→ **YOUR GOAL**:
Reproduce all entries below verbatim. Skip the pictures.

Referring expression data
::::::::::
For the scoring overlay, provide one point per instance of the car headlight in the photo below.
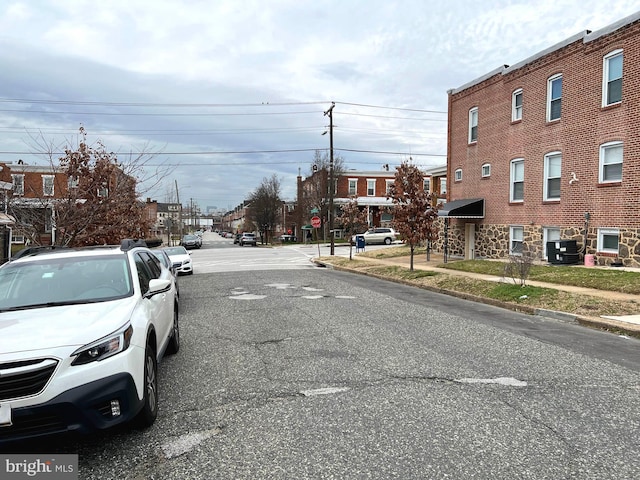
(103, 348)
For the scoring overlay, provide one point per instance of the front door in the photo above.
(469, 241)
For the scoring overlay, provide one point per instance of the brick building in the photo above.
(549, 149)
(370, 189)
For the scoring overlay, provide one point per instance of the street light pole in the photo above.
(329, 113)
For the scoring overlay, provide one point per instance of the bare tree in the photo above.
(265, 205)
(96, 200)
(352, 220)
(413, 215)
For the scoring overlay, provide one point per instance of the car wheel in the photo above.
(174, 341)
(149, 411)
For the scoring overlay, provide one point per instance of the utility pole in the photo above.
(179, 210)
(329, 113)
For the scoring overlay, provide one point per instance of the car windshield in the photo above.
(63, 281)
(176, 251)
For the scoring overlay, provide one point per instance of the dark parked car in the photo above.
(191, 241)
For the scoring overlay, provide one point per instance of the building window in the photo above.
(549, 234)
(552, 169)
(17, 238)
(73, 182)
(612, 78)
(608, 240)
(18, 184)
(371, 187)
(517, 180)
(473, 125)
(611, 162)
(554, 98)
(388, 184)
(47, 185)
(353, 186)
(516, 105)
(516, 238)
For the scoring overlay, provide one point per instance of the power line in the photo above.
(242, 152)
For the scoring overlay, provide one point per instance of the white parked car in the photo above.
(181, 259)
(83, 331)
(381, 235)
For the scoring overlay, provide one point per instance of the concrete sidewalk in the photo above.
(629, 323)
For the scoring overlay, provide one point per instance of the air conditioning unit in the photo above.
(563, 252)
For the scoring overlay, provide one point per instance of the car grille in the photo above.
(21, 379)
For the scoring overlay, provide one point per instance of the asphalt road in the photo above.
(309, 373)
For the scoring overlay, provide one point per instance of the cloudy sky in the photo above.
(216, 95)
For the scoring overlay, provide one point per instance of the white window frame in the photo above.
(514, 180)
(352, 188)
(516, 110)
(48, 185)
(473, 125)
(606, 81)
(548, 175)
(550, 99)
(608, 232)
(516, 236)
(73, 182)
(606, 161)
(549, 234)
(18, 184)
(17, 238)
(371, 187)
(388, 184)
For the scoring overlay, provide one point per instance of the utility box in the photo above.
(563, 252)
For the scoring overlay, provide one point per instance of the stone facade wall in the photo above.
(492, 242)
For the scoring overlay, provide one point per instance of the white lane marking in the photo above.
(247, 296)
(312, 289)
(323, 391)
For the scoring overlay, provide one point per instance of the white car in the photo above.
(83, 331)
(381, 235)
(181, 259)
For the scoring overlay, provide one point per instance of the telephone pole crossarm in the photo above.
(329, 113)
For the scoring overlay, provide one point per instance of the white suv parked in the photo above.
(82, 333)
(380, 235)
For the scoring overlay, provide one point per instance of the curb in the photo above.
(612, 326)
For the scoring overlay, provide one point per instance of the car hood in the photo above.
(179, 258)
(68, 325)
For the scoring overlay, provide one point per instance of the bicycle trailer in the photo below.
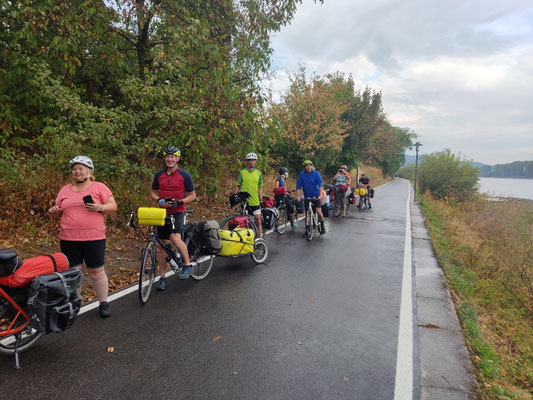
(151, 216)
(237, 242)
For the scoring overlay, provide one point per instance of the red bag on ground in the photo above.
(35, 266)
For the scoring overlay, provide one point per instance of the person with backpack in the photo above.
(364, 181)
(281, 182)
(82, 206)
(251, 180)
(174, 183)
(343, 178)
(310, 181)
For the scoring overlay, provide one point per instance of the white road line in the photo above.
(403, 387)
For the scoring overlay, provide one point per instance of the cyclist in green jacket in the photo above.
(251, 181)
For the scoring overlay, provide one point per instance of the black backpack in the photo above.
(209, 237)
(53, 300)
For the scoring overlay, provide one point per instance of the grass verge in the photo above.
(484, 248)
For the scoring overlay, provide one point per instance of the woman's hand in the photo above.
(55, 210)
(94, 207)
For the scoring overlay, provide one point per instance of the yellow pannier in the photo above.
(360, 191)
(236, 242)
(151, 216)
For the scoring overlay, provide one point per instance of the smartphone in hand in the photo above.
(88, 199)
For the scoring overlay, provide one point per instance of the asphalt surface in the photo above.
(318, 320)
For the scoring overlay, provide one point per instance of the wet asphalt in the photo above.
(318, 320)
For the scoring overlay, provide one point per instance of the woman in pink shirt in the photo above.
(82, 206)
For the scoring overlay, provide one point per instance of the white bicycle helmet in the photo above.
(82, 160)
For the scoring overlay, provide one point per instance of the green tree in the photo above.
(309, 123)
(444, 174)
(387, 147)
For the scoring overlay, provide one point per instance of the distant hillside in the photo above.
(516, 169)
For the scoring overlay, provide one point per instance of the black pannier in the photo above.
(9, 262)
(270, 217)
(53, 300)
(209, 236)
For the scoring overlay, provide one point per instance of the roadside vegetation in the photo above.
(484, 248)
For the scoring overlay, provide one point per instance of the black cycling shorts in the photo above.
(164, 231)
(91, 251)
::::::::::
→ **RESPONSE TO THE EXERCISE**:
For the scoring overlay, provide one point per instance of the car headlight in the photo below.
(103, 348)
For the scoring overlay, provide one point per instance of the front door in the photo above.
(469, 241)
For the scoring overlay, provide one point per instance of the brick building in the photo above.
(549, 149)
(370, 189)
For the scoring overlay, provide one point per instance of the street light pole in the photo above.
(329, 113)
For the scoring overlay, provide one point per instance of the bare tree in the photo above.
(265, 205)
(96, 200)
(352, 220)
(413, 215)
For the scoring overlay, provide one point per instance of the car wheel in the photo above.
(174, 341)
(149, 411)
For the scoring overlay, provide one point per instance of the utility pole in the photo above.
(179, 210)
(329, 113)
For the scoring overlay, provide one point per instance of the car windshield in the photo above.
(63, 281)
(176, 251)
For the scoring overlay, provide one point per instance of the dark parked car in the photo above.
(191, 241)
For the scoring overlay, provide one point per instance of the building window in the photo above.
(549, 234)
(552, 169)
(17, 238)
(73, 182)
(612, 78)
(608, 240)
(18, 184)
(371, 187)
(517, 180)
(473, 125)
(611, 162)
(554, 98)
(388, 184)
(47, 185)
(353, 186)
(516, 105)
(516, 238)
For the scoring overlay, provide one point per instance of the power line in the photo above.
(242, 152)
For the scoring overlay, provide one point per instance of the white parked car in the photo above.
(181, 259)
(83, 331)
(381, 235)
For the scoring overlay, provide one point per instance of the concrete sidewalk in the photo above.
(629, 323)
For the scoring overlay, provide one point per instance of the air conditioning unit in the photo above.
(563, 252)
For the scoring overlay, provide one point per instance of the car grille in the photo above.
(21, 379)
For the scoring overlay, provide one point per instance of the asphalt road in the photo above.
(309, 373)
For the scoring overlay, provide one point per instance of the cloudy sky in the photo above.
(216, 95)
For the scoring overlay, provide one point per instance of the white window frame in the photo above.
(514, 180)
(352, 188)
(516, 110)
(48, 185)
(473, 125)
(606, 81)
(548, 175)
(550, 99)
(608, 232)
(516, 236)
(73, 182)
(606, 161)
(549, 234)
(18, 184)
(17, 238)
(371, 187)
(388, 184)
For the scoring overlay, provide one point per instance of the utility box in the photo above.
(563, 252)
For the scoring overlay, provide one point per instance of the stone facade wall in the photo above.
(492, 242)
For the scoring overlay, provide one point per instance of the white lane marking in the photo above.
(247, 296)
(312, 289)
(323, 391)
For the scoring overlay, provide one point per instance of the white car in the photo above.
(83, 331)
(381, 235)
(181, 259)
For the scoring overlay, provide one point per instance of the telephone pole crossarm in the photo above.
(329, 113)
For the scoring overlay, provide one point per instance of the white suv parked in the photo above.
(82, 333)
(380, 235)
For the scoring overlay, provide one point per instance of the curb in the photo above.
(612, 326)
For the scoring overlay, provide one point per instance of the car hood in the photo above.
(179, 258)
(68, 325)
For the scoring overlay, provide one point per instance of the bicycle trailer in the photo below.
(151, 216)
(237, 242)
For the scoring overlay, provide one point per instance of the red bag on ground in the photo above.
(35, 266)
For the scoring overlay, provide one point per instance of the person with backpack in the photo above.
(364, 181)
(281, 182)
(82, 206)
(251, 180)
(174, 183)
(343, 178)
(310, 181)
For the scoring overlay, provide one point per instance of the white road line in the photo above.
(403, 387)
For the scoring overlay, provide one point per instance of the cyclist in green jacket in the photo above.
(251, 181)
For the scoring overlay, provide one point per instance of the black backpack in the photo above.
(209, 237)
(53, 300)
For the scoring overlay, provide one point per instance of the grass verge in the photo above.
(484, 248)
For the scoring overlay, provide one point per instance of the woman's hand in the photo above.
(55, 210)
(94, 207)
For the scoring overlay, provide one point per instance of the yellow pannier in the photo above.
(360, 191)
(236, 242)
(151, 216)
For the scoring overlay, provide one point per instance of the smartphone in hand in the photo above.
(88, 199)
For the scoring overlay, provide one point per instance of the asphalt surface in the photo above.
(318, 320)
For the scoring overlay, provide one point per instance of the wet asphalt in the photo above.
(318, 320)
For the scoring overlay, provide one point per instance of the woman in pink shirt in the photo above.
(82, 206)
For the scoring overlay, provide one point per instance of the white bicycle helmet in the photo above.
(82, 160)
For the scoring overlay, provide one point per instance of the green tree in the photo above.
(309, 123)
(444, 174)
(387, 147)
For the scoring overlay, provide one point per instance of the distant hillside in the photo above.
(516, 169)
For the scoring overlay, provide one point per instance of the black pannier in the photo above.
(9, 262)
(270, 217)
(53, 300)
(209, 236)
For the scoring overlay, provide one point per instance of the roadside vegetation in the photo above.
(484, 248)
For the scoring overlay, provide one point per instance of the black cycling shorts in the photo above.
(164, 231)
(91, 251)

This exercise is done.